__Énoncé 1__
Répondez aux questions suivantes sur l'extrait :
(a) En quelle année le premier poème imprimé de l'auteur a-t-il paru ?
(b) Quel était le nom de la feuille qui l'a publié ?
(c) Comment s'appelait son rédacteur en chef ?

__Extrait__
+ + + + +

Entretiens avec François Le Lionnais Oulipo

Un autre poète que j’ai fréquenté, moins que Max Jacob et dans d’autres conditions, c’est Paul Valéry. J’ai eu avec lui des contacts assez curieux. En 1923 ou 1924, j’avais écrit un poème qui avait été publié dans une feuille de chou – c’était la première fois qu’on imprimait quelque chose de moi – qui a été déposée à la Bibliothèque Nationale et qui s’appelait Contes choisis. C’était un peu comme Les Nouvelles Littéraires de l’époque, en plutôt moins bien. L’ami qui en était le rédacteur en chef s’appelait Marcel Marc. C’est avec lui que j’ai participé à un roman policier par la suite.


Il avait donc publié un poème de moi dans les Contes Choisis.

+ + + + +

__Lignes extraites__
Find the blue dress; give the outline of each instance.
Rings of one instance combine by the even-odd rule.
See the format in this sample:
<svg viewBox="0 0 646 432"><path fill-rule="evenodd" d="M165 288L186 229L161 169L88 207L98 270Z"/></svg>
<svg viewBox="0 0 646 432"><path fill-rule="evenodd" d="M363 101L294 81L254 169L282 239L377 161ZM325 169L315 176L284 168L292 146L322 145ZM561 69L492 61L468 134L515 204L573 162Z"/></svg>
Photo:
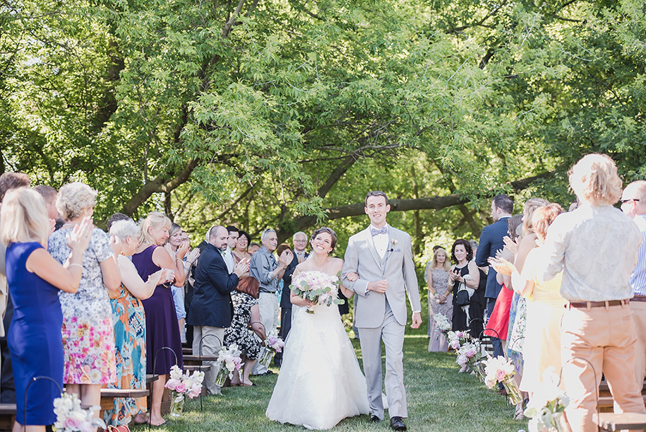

+ + + + +

__Énoncé 2__
Présentez les lignes extraites sous forme de liste numérotée, sans les lignes vides et en omettant l'image.

__Réponse attendue 1__
(a) En 1923 ou 1924.
(b) Contes choisis.
(c) Marcel Marc.

__Réponse attendue 2__
1. Find the blue dress; give the outline of each instance.
2. Rings of one instance combine by the even-odd rule.
3. See the format in this sample:
4. <svg viewBox="0 0 646 432"><path fill-rule="evenodd" d="M165 288L186 229L161 169L88 207L98 270Z"/></svg>
5. <svg viewBox="0 0 646 432"><path fill-rule="evenodd" d="M363 101L294 81L254 169L282 239L377 161ZM325 169L315 176L284 168L292 146L322 145ZM561 69L492 61L468 134L515 204L573 162Z"/></svg>
6. Photo:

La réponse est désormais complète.